─── ENTRIES SHOWN

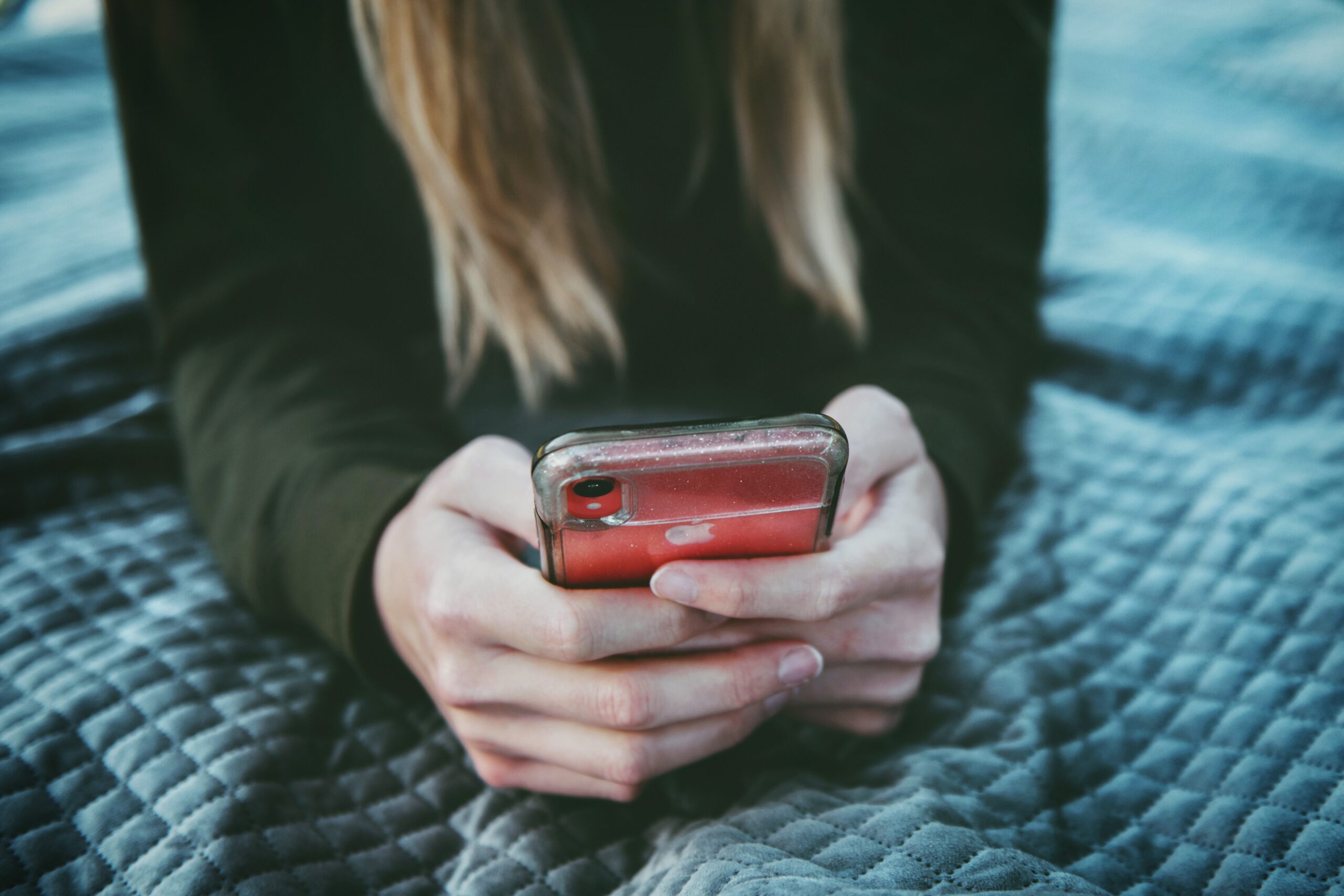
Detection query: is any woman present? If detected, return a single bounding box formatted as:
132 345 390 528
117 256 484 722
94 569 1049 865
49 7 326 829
106 0 1051 799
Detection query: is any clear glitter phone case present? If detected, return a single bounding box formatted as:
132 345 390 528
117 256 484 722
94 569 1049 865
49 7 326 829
532 414 849 587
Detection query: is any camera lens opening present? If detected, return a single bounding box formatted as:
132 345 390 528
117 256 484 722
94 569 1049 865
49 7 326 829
571 476 615 498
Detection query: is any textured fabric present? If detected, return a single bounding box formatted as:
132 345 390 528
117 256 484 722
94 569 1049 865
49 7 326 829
0 0 1344 896
105 0 1054 673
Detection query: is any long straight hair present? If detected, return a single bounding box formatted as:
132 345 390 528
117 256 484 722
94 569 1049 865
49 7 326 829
350 0 866 404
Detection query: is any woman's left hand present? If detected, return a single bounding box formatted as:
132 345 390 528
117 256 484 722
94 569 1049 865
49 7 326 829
652 385 948 735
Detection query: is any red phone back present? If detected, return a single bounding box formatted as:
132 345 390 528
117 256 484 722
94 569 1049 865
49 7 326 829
532 414 848 587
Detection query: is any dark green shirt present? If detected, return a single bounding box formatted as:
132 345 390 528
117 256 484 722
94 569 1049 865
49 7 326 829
106 0 1052 682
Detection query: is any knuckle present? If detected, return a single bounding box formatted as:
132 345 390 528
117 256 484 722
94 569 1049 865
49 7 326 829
612 785 640 803
849 709 900 737
723 576 751 617
602 735 653 786
902 622 942 665
805 567 855 622
432 658 481 709
425 575 472 636
542 603 594 662
910 531 948 591
597 673 656 731
472 752 518 788
879 669 922 707
727 663 763 707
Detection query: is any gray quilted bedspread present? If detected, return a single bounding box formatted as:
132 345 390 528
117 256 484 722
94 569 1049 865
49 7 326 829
0 0 1344 896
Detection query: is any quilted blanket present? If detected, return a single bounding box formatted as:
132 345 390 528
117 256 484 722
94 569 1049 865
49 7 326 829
0 0 1344 896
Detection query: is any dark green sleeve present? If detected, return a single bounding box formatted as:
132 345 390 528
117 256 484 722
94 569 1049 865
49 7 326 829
845 0 1054 583
105 0 456 676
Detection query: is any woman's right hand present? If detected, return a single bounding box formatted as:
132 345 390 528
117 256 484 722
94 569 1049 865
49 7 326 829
374 437 821 799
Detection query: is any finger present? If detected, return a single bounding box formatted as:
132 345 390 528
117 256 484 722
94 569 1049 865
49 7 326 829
450 694 788 785
427 435 538 548
789 662 923 708
824 385 923 517
668 588 941 665
789 707 900 737
649 474 943 620
426 529 723 662
472 751 640 803
478 641 823 731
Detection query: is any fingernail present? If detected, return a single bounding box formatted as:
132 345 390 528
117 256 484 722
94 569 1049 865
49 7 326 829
780 646 821 685
649 570 696 603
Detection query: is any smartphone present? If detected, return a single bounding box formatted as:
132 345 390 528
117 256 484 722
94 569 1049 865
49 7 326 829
532 414 849 588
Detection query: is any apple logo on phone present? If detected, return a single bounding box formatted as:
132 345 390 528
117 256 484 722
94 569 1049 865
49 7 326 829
665 523 713 544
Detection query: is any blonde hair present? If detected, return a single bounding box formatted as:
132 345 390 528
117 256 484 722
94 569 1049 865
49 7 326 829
350 0 866 404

──────

TASK REQUIREMENTS: Locate each line in the listing that contains the word "hair" with matching case, and copy every such line.

RIGHT ANSWER:
Detection query: is any long straight hair present? If detected, return a single bounding box formatted as:
Detection query: is any blonde hair present? If detected, return a single bounding box formatted as:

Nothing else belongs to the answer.